WRITTEN REQUEST
Switch "one marker per instance" to "one point for each instance" throughout the records below and reproduce them with nothing else changed. Leave the pictures out of your answer.

RECORD EXCERPTS
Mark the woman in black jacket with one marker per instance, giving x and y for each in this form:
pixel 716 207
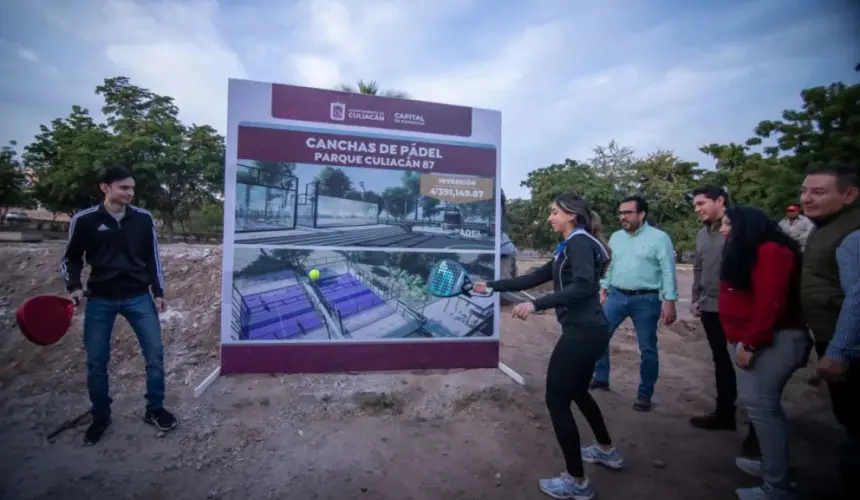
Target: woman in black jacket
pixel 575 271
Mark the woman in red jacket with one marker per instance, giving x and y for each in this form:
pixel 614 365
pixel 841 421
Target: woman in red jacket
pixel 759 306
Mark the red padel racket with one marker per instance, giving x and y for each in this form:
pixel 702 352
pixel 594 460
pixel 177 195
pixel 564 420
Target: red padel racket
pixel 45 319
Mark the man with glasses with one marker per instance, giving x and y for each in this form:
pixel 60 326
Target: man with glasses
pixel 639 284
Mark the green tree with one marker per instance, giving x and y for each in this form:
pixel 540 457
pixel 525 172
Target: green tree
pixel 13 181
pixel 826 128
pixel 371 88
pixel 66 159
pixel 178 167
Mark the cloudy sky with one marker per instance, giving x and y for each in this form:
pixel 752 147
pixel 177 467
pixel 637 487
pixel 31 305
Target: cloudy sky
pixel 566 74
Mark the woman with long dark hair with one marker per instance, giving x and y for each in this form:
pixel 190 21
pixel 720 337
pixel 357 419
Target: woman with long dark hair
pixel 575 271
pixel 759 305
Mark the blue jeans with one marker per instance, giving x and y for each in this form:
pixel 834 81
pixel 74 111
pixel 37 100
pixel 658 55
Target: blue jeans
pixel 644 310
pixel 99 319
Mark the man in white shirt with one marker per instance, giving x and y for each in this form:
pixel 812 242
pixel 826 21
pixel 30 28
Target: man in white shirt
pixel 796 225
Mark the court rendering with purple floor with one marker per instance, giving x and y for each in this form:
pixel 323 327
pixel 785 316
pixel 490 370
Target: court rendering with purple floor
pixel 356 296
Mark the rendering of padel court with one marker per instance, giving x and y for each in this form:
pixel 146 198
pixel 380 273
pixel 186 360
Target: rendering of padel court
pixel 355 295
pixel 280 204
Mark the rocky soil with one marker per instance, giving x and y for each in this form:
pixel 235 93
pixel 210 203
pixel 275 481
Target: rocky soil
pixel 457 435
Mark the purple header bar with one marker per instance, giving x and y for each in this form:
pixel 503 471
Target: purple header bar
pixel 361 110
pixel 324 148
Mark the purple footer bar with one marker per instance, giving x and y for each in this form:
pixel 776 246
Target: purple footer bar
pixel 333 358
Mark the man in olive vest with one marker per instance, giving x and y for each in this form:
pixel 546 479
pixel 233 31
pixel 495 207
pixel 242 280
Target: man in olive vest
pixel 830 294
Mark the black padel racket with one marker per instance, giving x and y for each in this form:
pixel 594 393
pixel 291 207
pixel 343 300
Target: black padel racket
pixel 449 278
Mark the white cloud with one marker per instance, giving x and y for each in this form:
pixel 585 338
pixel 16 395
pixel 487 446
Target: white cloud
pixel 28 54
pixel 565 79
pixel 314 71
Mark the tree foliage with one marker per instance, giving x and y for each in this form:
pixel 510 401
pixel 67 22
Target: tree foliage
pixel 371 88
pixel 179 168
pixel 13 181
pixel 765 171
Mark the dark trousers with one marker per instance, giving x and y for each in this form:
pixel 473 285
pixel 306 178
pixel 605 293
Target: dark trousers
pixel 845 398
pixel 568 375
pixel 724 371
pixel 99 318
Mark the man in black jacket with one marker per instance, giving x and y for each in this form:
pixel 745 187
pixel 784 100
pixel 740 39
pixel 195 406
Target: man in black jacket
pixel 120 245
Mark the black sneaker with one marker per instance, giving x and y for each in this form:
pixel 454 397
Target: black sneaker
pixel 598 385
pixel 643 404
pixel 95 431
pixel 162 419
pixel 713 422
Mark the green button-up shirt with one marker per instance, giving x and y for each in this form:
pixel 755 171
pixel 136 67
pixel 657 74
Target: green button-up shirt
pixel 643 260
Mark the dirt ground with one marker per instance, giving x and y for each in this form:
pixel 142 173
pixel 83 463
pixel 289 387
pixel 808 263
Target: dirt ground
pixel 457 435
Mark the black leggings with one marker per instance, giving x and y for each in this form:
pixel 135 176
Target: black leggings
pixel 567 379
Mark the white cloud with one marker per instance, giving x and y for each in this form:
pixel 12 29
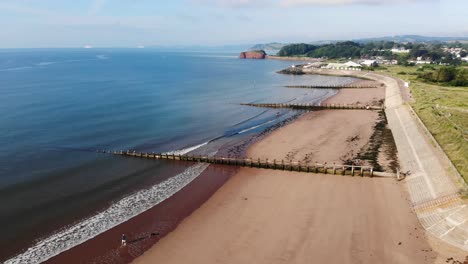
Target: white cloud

EXPECTED ANSWER
Mark the woman in black jacket with one point for each instance, giving x and y for each in this form:
pixel 716 207
Target: woman in black jacket
pixel 575 271
Mark the woman in red jacket with one point for each instance, giving x and y for each in this form:
pixel 614 365
pixel 841 421
Target: woman in red jacket
pixel 759 306
Mark the red padel racket with one point for each instance, giving x and y for each in this form:
pixel 702 352
pixel 594 460
pixel 177 195
pixel 564 420
Target: red padel racket
pixel 45 319
Mark the man with glasses with one point for each instance, giving x and y for each in this form:
pixel 60 326
Target: man with glasses
pixel 639 284
Mark the green tree with one point for each instance, giving x and y for each in this form:
pixel 540 457
pixel 525 172
Target: green tree
pixel 13 181
pixel 826 128
pixel 371 88
pixel 66 159
pixel 178 167
Mark the cloudy sky with one point for each instance, giving x and y for each in this form:
pixel 752 147
pixel 177 467
pixel 637 487
pixel 31 305
Target: cloudy sky
pixel 566 74
Mark the woman with long dark hair with one point for each instance, giving x and y for each in this form:
pixel 190 21
pixel 720 337
pixel 357 419
Target: woman with long dark hair
pixel 575 271
pixel 759 305
Mark the blue jeans with one point for each instance, giving x and y for each in this form:
pixel 834 81
pixel 74 111
pixel 37 100
pixel 658 55
Target: blue jeans
pixel 644 310
pixel 99 319
Mark the man in white shirt with one point for each instance, giving x and y for each in this form:
pixel 812 242
pixel 826 21
pixel 30 28
Target: man in white shirt
pixel 796 225
Mark the court rendering with purple floor with one point for each instance, giving x and y for each in this form:
pixel 323 327
pixel 785 316
pixel 490 370
Target: court rendering with purple floor
pixel 356 296
Mark the rendering of padel court with one point for each instance, giving x and y for each in this form:
pixel 146 198
pixel 380 273
pixel 186 360
Target: rendering of padel court
pixel 355 295
pixel 280 204
Mark the rocky soil with one point for each instance, giving x and y for each in this form:
pixel 235 93
pixel 210 203
pixel 275 481
Target: rocky soil
pixel 457 435
Mark the purple header bar with one point for each instance, giving x and y for each in this form:
pixel 503 471
Target: purple header bar
pixel 361 110
pixel 324 148
Mark the purple footer bar with one point for each instance, giving x and y for each in this form:
pixel 776 246
Target: purple footer bar
pixel 333 358
Mark the man in olive vest with one point for each instance, giving x and y for each in this form:
pixel 546 479
pixel 233 31
pixel 495 207
pixel 242 280
Target: man in olive vest
pixel 830 294
Mark the black padel racket with one point for each instance, giving x and y for each in this form:
pixel 594 393
pixel 291 207
pixel 343 300
Target: black padel racket
pixel 449 278
Mark the white cloud with one point for each instance, giving x and y for each in this form:
pixel 585 338
pixel 16 395
pixel 487 446
Target: white cloud
pixel 28 54
pixel 565 79
pixel 314 71
Mark the tree foliage with one point for each instance, giving x and y for each in this form:
pixel 510 401
pixel 67 22
Target: tree foliage
pixel 371 88
pixel 179 168
pixel 13 181
pixel 765 171
Mark the dark trousers with one point for each instance, giving x and y for each in this form:
pixel 473 285
pixel 306 178
pixel 605 293
Target: dark trousers
pixel 845 398
pixel 568 375
pixel 724 371
pixel 99 318
Mark the man in black jacket with one point for each instance, giving x and y for each in this form:
pixel 745 187
pixel 784 100
pixel 740 39
pixel 195 406
Target: man in black jacket
pixel 120 245
Mark the black sneaker with one point for each instance, giving x and y for each in this form:
pixel 454 397
Target: black sneaker
pixel 598 385
pixel 643 404
pixel 95 431
pixel 162 419
pixel 713 422
Mark the green button-up shirt with one point for each instance, giving x and y for each in this form:
pixel 755 171
pixel 136 67
pixel 657 74
Target: green button-up shirt
pixel 643 260
Mark the dirt ground with one point for each instance, giving x and y for each in this form:
pixel 142 173
pixel 83 463
pixel 289 387
pixel 808 263
Target: dirt ground
pixel 457 435
Mark the black leggings with one point for each instance, giving x and y for each in this form:
pixel 135 176
Target: black leggings
pixel 567 379
Mark the white cloud with one point for each instance, giving x and y for each in this form:
pixel 12 29
Target: white cloud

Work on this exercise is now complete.